In the rows starting with the line that contains "Objective — pinpoint the woman's face" and going on through the line that contains "[11,27,18,36]", replace "pinpoint" with "locate" and give those lines again with nothing else changed.

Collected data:
##############################

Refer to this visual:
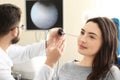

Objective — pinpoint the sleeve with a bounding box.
[34,64,54,80]
[7,41,46,64]
[105,66,120,80]
[0,69,15,80]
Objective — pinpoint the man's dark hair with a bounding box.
[0,4,21,36]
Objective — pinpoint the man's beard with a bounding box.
[11,36,20,44]
[11,31,20,44]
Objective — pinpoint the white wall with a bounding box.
[0,0,95,79]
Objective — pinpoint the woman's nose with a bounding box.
[80,35,87,43]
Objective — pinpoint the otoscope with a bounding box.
[58,28,77,37]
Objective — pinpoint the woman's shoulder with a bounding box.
[107,65,120,80]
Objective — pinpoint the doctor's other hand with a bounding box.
[45,28,65,68]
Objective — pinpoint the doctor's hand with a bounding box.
[46,28,64,48]
[45,28,65,68]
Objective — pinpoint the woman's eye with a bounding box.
[90,36,95,39]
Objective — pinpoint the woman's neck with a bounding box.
[0,38,10,51]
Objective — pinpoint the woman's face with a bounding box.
[78,21,102,56]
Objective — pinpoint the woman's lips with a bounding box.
[79,45,87,49]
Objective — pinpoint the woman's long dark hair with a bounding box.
[87,17,118,80]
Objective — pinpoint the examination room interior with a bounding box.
[0,0,120,79]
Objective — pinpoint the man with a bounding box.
[0,4,64,80]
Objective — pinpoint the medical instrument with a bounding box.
[58,28,77,37]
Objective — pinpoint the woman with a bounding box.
[58,17,120,80]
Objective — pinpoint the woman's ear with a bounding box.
[11,27,18,36]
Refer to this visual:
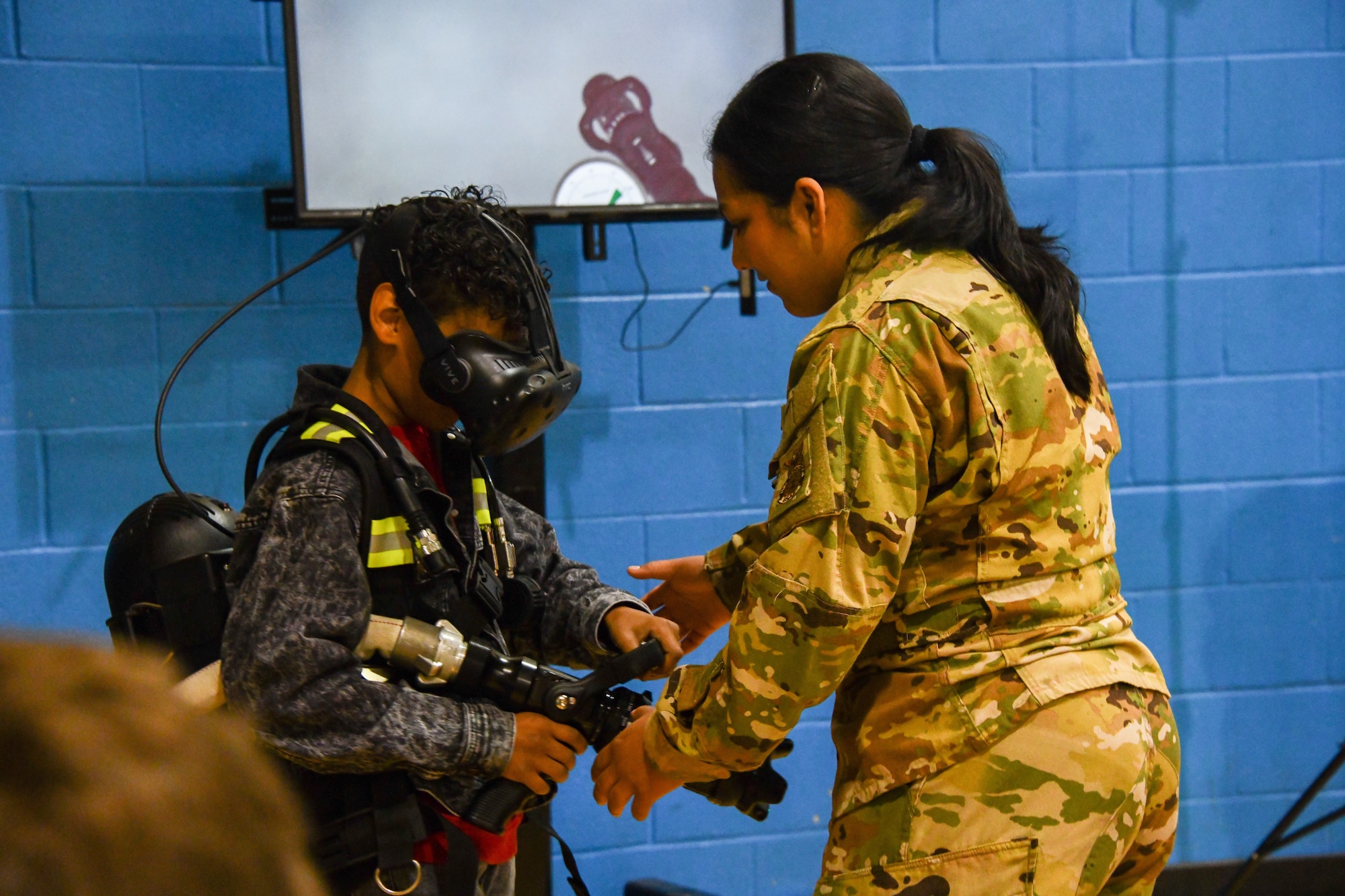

##############################

**Solution for this exercise:**
Objective — locate the woman's face with a bounding box.
[78,21,102,56]
Objective — locate the woman's lips with a bounding box.
[79,45,87,49]
Objective — locate the woman's long dark hair with a bounding box.
[87,17,118,80]
Objective — locate the examination room interior with a bounding box.
[0,0,120,79]
Objective — locate the man with a bounding box.
[0,4,64,80]
Objective — locate the medical instrument with a bounding box.
[58,28,77,37]
Objective — locate the woman with a bounding box.
[58,17,120,80]
Objective — locate the woman's ear with a bounding box.
[11,27,18,36]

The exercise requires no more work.